Being an Undergraduate Researcher

One of the quintessential experiences of college is participating in undergraduate research. I’ve been doing research for the past two years in the same lab, and can say, it has been my favorite experience since coming to William & Mary. Through it, I’ve been able to learn about what interests me most, Biology, in a way that my coursework never could. That being said, there are a few things that are unique about it being an undergraduate experience, instead of a graduate research program, or a program at a much larger institution which I have enjoyed this summer.

1. Working directly with a professor

One drastic difference between a smaller institution and a larger is the student:faculty ratio. While it can often be more difficult to find funding coming from a smaller university, I can count on the professor I work with to be in lab if I need help. Over the past two years, I have been taught personally how to a variety of assays and techniques, all of which are useful and I find myself teaching newer members. In addition, I get to meet directly with my professor every week, and he can keep track pretty easily of my progress.

2. Friendly peer-peer environment

All of the people in the lab are undergraduates of some level. We all know we have thing to learn from one another, and can empathize when something goes wrong. “Your PCR didn’t work? Try this revision I made in my last set of reactions. Oh, by the way, how did your Organic Chemistry exam go?” Conversely, the environment encourages each other to push each other. When in such close proximity with lab mates for 10 weeks, it can be frustrating waiting on results and challenging to keep steady progress with your peers.

3. Application of my research to my coursework

I’m a scientist! I can apply the principles in my research to ecology, to molecular cellular biology and so forth.

4. Application of my coursework to my research

I’m a science major! I can apply chemistry to figuring out what concentrations of reagents I need, and I can apply physics to understanding why certain methods are used. Why radiation rather than convection? Why use an 8000 monomer polymer to trap viruses?

§ **Material provided**:
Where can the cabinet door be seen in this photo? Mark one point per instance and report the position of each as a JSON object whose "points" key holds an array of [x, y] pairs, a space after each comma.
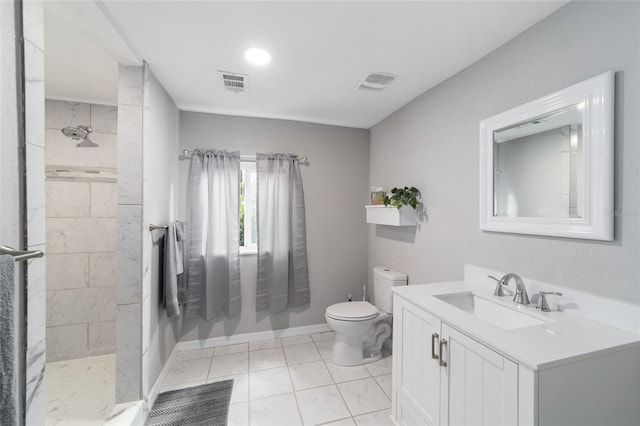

§ **What to do**:
a. In the undergraduate research post, how often does the writer meet directly with the professor?
b. Translate this sentence from the undergraduate research post into Spanish: "All of the people in the lab are undergraduates of some level."
The listing has no connection to the undergraduate research post.

§ **Per-task answers**:
a. Every week.

b. Todas las personas del laboratorio son estudiantes de grado de algún nivel.